[Entries from a pointing dataset]
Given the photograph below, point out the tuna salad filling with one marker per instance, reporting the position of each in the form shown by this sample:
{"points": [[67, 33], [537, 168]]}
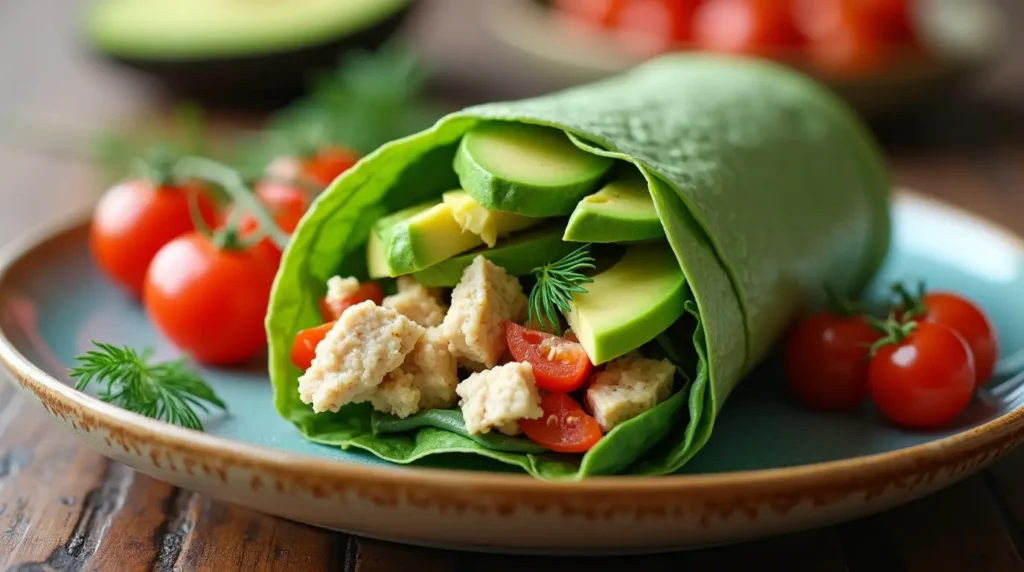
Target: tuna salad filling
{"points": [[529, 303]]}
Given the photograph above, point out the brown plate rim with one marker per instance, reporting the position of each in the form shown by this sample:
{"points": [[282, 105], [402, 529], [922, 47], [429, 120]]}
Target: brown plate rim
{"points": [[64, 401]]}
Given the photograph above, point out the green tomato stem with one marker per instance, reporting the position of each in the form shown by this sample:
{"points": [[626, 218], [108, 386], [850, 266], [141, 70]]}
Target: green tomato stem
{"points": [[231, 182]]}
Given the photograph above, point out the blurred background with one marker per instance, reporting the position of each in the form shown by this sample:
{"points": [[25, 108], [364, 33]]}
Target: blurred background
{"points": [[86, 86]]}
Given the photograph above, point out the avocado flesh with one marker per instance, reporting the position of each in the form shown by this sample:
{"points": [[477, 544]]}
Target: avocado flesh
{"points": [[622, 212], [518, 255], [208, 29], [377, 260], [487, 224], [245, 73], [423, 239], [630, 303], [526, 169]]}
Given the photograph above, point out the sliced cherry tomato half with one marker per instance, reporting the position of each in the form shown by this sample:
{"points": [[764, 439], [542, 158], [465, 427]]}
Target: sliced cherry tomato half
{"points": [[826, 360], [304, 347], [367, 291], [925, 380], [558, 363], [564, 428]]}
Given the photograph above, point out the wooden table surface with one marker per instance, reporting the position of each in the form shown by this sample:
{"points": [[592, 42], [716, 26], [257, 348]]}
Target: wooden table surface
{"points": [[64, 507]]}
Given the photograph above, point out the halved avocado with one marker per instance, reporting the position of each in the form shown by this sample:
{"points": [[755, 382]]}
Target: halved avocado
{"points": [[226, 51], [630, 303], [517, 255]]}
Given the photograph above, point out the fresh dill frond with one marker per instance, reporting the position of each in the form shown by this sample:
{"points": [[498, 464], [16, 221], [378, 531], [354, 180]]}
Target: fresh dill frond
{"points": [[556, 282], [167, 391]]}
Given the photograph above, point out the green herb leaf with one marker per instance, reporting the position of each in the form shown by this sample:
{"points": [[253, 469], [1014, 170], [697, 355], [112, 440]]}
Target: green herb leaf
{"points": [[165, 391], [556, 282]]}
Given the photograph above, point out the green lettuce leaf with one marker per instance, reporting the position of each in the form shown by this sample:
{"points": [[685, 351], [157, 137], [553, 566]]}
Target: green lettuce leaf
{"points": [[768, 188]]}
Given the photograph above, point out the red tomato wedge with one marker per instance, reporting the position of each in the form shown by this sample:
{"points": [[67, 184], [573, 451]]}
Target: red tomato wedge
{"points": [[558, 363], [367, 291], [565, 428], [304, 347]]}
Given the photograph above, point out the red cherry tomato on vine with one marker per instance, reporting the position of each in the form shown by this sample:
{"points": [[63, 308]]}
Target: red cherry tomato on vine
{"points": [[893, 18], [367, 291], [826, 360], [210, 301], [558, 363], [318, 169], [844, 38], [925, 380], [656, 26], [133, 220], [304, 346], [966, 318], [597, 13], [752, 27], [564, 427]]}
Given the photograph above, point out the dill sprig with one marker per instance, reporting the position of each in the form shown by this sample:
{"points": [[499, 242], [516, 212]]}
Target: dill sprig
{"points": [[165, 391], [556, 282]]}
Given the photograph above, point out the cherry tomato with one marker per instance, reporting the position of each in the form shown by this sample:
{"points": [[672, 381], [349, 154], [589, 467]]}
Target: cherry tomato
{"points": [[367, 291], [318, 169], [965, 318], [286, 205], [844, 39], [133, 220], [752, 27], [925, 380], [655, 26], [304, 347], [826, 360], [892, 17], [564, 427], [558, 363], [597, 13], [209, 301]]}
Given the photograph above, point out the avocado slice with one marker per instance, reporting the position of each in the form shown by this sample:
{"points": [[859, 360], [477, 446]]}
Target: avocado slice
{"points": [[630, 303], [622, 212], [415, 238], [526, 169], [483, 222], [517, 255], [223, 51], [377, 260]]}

Aim: Reproduce, word for word, the lines of the data above from the line containing "Given the photograph above, point out the red cherry" up to and including the line containing "Target: red cherry tomato on vine".

Task output:
Given the photograph above, point out the red cherry tomato on vine with one marker per instance, reporting the position of each in the form shown by this sample:
{"points": [[63, 308]]}
Target: red cherry tomato on vine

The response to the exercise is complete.